Work through the lines below and count those holding "target"; reply with the number only.

(SOURCE RECORDS begins)

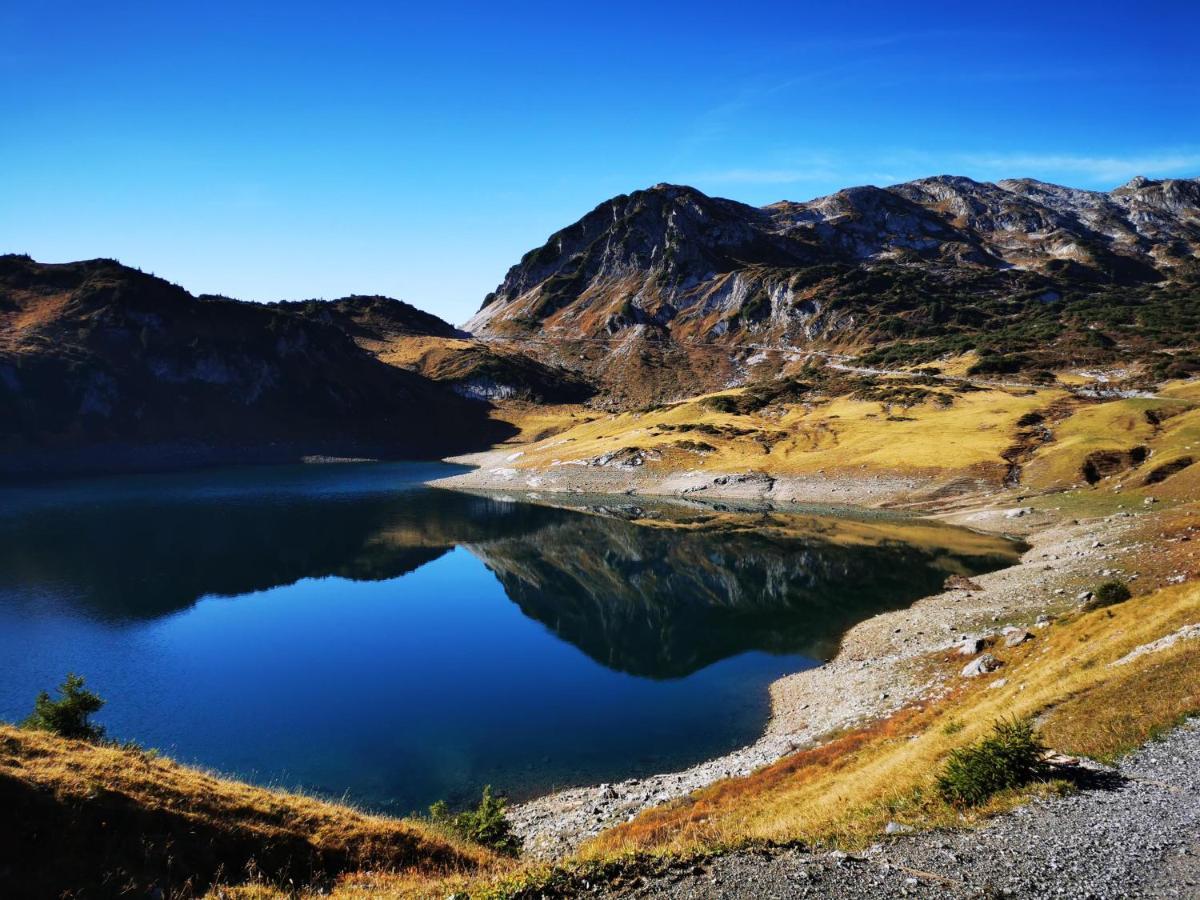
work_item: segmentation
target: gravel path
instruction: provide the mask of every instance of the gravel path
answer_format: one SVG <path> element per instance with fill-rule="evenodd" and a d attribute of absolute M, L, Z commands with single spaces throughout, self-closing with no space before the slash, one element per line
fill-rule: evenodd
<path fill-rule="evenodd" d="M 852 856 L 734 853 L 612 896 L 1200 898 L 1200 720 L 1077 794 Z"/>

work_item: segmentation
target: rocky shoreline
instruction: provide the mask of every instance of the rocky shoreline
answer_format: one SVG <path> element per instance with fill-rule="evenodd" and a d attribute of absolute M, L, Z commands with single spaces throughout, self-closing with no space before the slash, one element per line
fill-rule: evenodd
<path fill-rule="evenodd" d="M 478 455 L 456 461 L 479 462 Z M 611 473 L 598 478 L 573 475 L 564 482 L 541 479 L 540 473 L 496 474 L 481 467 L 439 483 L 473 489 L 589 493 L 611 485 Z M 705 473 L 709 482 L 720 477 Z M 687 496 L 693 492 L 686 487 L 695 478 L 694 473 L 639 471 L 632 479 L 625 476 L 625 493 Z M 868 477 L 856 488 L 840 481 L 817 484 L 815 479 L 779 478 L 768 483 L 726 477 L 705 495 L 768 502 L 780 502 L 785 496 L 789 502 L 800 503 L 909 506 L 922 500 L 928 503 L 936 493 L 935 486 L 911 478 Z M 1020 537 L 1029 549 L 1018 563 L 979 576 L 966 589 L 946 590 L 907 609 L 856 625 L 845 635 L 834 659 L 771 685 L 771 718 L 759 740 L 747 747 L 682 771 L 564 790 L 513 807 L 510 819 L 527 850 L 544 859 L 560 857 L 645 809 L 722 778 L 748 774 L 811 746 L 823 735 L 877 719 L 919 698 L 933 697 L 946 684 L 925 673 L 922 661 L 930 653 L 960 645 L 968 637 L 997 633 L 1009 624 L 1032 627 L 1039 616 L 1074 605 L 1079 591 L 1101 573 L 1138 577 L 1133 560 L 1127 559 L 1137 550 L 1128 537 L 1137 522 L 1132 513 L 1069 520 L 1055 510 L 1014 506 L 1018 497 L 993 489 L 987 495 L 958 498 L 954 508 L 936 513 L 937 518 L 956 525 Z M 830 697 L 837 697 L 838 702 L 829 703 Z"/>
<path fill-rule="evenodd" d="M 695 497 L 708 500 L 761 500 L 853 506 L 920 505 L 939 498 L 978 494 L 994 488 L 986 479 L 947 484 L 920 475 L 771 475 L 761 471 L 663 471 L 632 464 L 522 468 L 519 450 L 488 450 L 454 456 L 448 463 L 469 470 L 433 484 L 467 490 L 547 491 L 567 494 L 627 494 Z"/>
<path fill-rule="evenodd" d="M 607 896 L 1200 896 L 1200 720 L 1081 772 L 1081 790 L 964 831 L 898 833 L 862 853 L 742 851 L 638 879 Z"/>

(SOURCE RECORDS ends)
(SOURCE RECORDS begins)

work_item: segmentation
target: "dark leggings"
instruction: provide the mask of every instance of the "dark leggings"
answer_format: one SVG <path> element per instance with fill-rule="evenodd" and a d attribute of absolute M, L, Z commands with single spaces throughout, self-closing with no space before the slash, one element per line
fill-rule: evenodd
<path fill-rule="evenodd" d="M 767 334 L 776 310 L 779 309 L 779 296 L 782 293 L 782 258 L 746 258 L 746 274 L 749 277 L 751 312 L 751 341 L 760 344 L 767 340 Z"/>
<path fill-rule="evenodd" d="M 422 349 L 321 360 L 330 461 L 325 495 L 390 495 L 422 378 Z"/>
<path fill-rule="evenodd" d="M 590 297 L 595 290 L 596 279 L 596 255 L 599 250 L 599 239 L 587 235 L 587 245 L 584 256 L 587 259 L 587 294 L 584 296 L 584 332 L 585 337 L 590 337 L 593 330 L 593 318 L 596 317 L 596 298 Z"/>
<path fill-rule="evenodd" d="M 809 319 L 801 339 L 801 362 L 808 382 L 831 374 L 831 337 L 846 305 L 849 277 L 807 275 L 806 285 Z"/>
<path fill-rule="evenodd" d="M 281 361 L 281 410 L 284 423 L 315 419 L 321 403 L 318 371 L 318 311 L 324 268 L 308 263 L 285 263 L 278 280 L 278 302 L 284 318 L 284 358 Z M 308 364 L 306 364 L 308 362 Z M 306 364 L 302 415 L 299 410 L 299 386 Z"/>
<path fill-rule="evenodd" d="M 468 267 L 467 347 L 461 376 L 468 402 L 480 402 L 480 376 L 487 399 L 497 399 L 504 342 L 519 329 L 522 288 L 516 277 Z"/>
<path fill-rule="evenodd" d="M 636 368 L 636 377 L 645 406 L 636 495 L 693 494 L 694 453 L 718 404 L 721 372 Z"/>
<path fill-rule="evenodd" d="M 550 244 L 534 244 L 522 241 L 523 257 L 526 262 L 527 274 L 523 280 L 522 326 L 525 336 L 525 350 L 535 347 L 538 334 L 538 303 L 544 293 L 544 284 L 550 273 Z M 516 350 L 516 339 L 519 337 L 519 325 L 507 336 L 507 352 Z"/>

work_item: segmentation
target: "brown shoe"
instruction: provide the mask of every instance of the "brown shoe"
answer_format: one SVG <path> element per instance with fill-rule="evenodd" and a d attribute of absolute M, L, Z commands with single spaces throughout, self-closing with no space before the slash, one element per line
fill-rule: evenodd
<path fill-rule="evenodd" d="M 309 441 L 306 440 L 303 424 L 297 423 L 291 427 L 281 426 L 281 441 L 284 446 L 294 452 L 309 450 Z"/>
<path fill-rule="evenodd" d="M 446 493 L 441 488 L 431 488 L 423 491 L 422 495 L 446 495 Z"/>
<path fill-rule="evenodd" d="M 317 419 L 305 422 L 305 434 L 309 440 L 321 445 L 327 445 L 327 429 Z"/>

(SOURCE RECORDS ends)

_EXERCISE OUTPUT_: 4